Zadania do wykonania
1. Jaką sankcją jest według fragmentu tekstu dotknięta umowa zawarta przez pełnomocnika bez umocowania?
2. Przepisz bez zmian część fragmentu tekstu od słów „Publikacja: 11.10.2016 02:00” aż do słów „te są nieważne?”.

Fragment tekstu
=-=-=
Los dokumentu podpisanego przez nieupoważnioną osobę zależy od pracodawcy

Joanna Torbé, adwokat, Kancelaria Adwokacka Joanna Torbé & Partnerzy

Publikacja: 11.10.2016 02:00

Los dokumentu podpisanego przez nieupoważnioną osobę zależy od pracodawcy

Foto: www.sxc.hu

Rz: Czy w sytuacji, gdy osoba do tego nieupoważniona podpisze np. umowę o pracę lub wypowiedzenie, dokumenty te są nieważne?

Joanna Torbé: Zgodnie z art. 31 § 1 k.p. za pracodawcę będącego jednostką organizacyjną czynności w sprawach z zakresu prawa pracy dokonuje osoba lub organ zarządzający tą jednostką albo inna wyznaczona do tego osoba. W kodeksie pracy nie przewidziano skutków zawarcia umowy o pracę przez osobę nieupoważnioną, a to powoduje, że w takim przypadku na podstawie art. 300 k.p. odpowiednio powinny być stosowane przepisy kodeksu cywilnego. Zgodnie z art. 103 § 1 k.c., jeżeli zawierający umowę jako pełnomocnik nie ma umocowania albo przekroczy jego zakres, ważność umowy zależy od jej potwierdzenia przez osobę, w której imieniu umowa została zawarta. Umowa taka nie jest nieważna, ale dotknięta sankcją bezskuteczności zawieszonej. Dopiero brak takiego potwierdzenia spowoduje definitywną nieskuteczność umowy. Pracownik powinien wyznaczyć osobie, w której imieniu umowa została zawarta, odpowiedni termin do potwierdzenia umowy. Ale warto pamiętać, że wszystko zależy od stanu faktycznego. Tytułem przykładu można wskazać, że zgodnie z art. 210 § 1 k.s.h. w umowie między spółką a członkiem zarządu oraz w sporze z nim spółkę reprezentuje rada nadzorcza lub pełnomocnik powołany uchwałą zgromadzenia wspólników. Naruszenie art. 210 k.s.h. przy zawieraniu umowy między spółką a członkami zarządu prowadzi do nieważności umowy. W tym przypadku w orzecznictwie przyjmuje się, że wadliwa reprezentacja spółki przy podpisywaniu umowy o pracę nie wyklucza możliwości faktycznego nawiązania stosunku pracy poprzez czynności konkludentne, to jest dopuszczenie pracownika do pracy, świadczenie przez niego uzgodnionej pracy oraz jej przyjmowanie przez pracodawcę (np. wyrok Sądu Apelacyjnego w Krakowie z 12 maja 2015 r., III APa 34/14).
=-=-=
Materiał źródłowy

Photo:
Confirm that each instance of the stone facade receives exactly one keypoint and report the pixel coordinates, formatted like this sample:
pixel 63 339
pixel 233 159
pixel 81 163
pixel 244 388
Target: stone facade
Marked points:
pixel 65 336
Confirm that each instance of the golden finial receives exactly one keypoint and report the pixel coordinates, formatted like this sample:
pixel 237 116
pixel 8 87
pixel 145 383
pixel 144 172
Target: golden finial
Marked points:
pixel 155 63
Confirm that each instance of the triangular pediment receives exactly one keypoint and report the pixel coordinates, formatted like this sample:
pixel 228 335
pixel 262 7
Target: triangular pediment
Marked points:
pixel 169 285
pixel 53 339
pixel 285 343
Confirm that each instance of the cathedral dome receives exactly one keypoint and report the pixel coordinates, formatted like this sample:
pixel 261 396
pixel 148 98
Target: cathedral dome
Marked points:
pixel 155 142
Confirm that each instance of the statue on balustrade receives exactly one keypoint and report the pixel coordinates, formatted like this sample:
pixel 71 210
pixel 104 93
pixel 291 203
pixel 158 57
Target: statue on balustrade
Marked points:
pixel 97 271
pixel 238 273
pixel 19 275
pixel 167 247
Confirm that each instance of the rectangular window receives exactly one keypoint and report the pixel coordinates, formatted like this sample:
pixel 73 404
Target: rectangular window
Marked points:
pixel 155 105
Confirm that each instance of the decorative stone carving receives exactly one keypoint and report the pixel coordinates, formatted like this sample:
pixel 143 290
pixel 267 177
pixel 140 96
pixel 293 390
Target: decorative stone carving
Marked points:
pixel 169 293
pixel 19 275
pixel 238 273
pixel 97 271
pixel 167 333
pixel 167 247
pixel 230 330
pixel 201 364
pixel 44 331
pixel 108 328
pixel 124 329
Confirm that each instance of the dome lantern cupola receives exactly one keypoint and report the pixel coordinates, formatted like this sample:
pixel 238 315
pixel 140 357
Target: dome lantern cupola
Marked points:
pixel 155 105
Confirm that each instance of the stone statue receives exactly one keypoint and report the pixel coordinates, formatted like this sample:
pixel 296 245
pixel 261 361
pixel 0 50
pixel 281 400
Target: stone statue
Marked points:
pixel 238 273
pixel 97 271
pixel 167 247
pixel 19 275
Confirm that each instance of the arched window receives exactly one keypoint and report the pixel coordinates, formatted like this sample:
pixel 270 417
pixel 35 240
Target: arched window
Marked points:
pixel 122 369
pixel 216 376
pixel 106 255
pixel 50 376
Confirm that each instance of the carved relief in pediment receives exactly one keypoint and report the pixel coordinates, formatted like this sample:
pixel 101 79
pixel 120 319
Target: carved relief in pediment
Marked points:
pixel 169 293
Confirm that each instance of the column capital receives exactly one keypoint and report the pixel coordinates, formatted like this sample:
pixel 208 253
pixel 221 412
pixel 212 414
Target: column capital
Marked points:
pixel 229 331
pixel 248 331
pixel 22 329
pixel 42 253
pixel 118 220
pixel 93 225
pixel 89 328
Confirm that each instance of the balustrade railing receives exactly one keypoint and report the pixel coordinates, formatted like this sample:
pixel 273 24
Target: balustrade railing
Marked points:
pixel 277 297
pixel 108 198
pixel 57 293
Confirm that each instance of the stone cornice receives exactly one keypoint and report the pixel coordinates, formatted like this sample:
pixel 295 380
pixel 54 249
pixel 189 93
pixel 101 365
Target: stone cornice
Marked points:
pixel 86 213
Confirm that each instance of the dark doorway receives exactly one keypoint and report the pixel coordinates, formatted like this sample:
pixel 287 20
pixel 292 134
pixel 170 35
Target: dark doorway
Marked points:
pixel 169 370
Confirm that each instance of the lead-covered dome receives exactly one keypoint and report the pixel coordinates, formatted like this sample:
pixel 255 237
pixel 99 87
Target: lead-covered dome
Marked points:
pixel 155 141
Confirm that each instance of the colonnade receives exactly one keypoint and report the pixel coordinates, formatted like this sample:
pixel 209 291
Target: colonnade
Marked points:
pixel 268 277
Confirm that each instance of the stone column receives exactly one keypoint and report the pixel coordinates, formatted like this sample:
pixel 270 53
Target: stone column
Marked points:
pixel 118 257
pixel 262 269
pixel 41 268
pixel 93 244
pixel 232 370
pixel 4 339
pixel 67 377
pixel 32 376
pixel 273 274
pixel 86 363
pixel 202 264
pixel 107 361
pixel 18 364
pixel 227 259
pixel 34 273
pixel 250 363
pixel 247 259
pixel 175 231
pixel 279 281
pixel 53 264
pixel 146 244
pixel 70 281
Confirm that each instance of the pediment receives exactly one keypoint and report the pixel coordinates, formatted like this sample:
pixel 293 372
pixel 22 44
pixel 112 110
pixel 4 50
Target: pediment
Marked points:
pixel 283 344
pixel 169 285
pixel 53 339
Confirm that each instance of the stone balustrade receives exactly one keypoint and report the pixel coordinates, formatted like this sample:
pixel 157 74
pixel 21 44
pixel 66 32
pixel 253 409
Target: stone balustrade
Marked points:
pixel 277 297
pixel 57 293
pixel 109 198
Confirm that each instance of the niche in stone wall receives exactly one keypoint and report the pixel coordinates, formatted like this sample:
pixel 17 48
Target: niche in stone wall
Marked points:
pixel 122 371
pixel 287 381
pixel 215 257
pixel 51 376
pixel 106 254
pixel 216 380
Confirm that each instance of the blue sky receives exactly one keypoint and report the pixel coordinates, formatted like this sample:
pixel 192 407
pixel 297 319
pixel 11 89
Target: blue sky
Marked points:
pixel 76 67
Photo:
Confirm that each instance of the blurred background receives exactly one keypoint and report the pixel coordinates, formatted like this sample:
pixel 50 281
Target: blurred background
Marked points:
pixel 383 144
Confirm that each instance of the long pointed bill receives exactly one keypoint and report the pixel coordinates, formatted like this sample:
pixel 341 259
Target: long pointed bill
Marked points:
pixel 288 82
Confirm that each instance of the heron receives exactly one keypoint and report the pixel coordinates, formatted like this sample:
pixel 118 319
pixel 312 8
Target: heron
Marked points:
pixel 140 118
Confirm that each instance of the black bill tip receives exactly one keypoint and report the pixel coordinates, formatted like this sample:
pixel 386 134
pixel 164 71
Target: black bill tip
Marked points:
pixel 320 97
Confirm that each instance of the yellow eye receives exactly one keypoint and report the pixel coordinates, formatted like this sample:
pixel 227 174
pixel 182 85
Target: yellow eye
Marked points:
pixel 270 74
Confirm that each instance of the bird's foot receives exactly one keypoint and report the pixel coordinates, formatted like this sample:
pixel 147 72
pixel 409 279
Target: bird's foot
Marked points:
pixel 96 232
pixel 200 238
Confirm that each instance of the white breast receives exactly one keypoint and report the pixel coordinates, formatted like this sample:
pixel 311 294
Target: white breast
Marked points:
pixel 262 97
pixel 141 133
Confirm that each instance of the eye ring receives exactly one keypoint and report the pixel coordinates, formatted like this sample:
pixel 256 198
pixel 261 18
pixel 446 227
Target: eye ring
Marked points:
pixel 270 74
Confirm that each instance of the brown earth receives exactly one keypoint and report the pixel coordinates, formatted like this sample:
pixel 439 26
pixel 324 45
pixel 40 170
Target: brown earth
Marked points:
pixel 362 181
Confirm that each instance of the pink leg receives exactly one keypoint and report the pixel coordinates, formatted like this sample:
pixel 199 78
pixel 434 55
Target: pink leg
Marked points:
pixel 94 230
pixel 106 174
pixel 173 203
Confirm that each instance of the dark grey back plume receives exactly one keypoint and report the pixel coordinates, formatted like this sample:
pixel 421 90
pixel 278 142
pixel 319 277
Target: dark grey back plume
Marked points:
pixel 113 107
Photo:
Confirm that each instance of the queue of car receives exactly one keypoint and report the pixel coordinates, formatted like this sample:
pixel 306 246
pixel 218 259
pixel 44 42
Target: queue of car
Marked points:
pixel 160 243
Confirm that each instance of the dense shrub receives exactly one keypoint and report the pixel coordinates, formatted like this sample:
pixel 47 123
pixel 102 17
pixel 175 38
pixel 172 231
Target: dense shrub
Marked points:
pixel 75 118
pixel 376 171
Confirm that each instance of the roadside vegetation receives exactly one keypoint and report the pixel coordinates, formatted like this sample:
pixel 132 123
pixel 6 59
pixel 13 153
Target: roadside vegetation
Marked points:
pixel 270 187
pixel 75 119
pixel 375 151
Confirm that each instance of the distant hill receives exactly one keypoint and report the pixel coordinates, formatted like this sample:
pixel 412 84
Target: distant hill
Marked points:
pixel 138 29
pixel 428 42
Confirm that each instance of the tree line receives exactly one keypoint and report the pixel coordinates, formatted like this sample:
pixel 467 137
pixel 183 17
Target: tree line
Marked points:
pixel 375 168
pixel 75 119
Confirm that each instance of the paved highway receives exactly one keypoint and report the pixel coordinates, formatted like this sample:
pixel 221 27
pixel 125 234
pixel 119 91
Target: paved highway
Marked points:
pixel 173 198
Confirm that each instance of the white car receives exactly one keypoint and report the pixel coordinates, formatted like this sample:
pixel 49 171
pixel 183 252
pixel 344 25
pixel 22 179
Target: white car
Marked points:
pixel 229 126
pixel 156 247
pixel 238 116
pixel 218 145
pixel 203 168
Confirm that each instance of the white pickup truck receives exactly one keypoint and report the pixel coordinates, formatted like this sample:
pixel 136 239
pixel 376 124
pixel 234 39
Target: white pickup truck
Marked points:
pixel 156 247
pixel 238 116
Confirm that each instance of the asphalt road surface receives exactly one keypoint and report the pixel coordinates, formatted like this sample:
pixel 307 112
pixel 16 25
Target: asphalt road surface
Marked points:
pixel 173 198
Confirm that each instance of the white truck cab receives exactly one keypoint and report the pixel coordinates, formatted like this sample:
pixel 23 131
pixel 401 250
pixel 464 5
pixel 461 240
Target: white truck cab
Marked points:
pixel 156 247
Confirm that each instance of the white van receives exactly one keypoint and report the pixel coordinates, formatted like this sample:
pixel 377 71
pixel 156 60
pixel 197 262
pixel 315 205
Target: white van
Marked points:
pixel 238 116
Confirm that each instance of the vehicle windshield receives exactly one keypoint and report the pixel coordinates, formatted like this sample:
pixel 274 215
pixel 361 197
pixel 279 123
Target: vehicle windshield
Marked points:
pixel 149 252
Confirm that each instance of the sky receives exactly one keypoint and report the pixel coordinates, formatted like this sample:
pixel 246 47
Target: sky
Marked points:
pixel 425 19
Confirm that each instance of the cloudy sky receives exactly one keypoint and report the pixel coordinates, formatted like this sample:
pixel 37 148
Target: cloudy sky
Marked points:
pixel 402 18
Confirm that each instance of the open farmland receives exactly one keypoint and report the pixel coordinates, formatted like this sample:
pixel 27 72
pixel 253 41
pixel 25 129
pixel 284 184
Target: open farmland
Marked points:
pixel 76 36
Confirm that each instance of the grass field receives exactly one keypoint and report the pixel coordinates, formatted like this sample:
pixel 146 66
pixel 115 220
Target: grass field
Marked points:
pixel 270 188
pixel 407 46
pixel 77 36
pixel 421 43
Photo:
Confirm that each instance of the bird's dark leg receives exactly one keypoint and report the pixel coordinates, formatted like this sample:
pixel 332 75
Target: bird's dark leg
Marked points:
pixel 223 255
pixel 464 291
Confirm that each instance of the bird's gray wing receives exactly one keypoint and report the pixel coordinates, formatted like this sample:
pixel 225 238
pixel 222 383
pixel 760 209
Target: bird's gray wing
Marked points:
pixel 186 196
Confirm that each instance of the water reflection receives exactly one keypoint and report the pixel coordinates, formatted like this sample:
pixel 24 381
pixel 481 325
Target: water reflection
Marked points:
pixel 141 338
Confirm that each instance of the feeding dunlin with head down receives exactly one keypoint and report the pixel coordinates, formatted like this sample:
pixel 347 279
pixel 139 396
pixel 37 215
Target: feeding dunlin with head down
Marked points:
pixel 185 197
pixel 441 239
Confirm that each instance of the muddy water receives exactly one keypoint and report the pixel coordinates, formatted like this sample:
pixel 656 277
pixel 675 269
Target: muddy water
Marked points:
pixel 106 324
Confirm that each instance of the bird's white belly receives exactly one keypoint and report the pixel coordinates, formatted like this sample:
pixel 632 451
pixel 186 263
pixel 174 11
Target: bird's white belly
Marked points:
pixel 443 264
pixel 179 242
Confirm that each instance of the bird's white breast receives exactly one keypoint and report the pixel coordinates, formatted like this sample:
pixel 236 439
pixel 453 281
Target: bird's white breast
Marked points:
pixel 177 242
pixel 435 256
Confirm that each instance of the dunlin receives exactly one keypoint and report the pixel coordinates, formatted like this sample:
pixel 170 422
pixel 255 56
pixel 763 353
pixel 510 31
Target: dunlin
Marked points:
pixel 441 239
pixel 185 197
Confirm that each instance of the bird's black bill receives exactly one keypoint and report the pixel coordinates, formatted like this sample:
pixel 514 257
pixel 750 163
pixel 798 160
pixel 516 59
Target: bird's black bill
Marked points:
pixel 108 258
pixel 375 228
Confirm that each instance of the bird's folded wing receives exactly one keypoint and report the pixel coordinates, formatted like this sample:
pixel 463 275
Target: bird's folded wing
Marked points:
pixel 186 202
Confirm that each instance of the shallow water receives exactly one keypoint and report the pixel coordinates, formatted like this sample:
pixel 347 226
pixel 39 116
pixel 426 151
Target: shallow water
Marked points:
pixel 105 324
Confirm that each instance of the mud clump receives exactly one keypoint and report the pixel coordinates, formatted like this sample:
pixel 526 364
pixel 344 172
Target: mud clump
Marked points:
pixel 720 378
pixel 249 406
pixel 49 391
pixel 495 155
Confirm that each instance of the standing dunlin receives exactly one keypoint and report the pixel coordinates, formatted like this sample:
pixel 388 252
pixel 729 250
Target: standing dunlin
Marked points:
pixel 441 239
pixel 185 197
=-=-=
Rozwiązania zadań
1. Sankcją bezskuteczności zawieszonej.

2.
Publikacja: 11.10.2016 02:00

Los dokumentu podpisanego przez nieupoważnioną osobę zależy od pracodawcy

Foto: www.sxc.hu

Rz: Czy w sytuacji, gdy osoba do tego nieupoważniona podpisze np. umowę o pracę lub wypowiedzenie, dokumenty te są nieważne?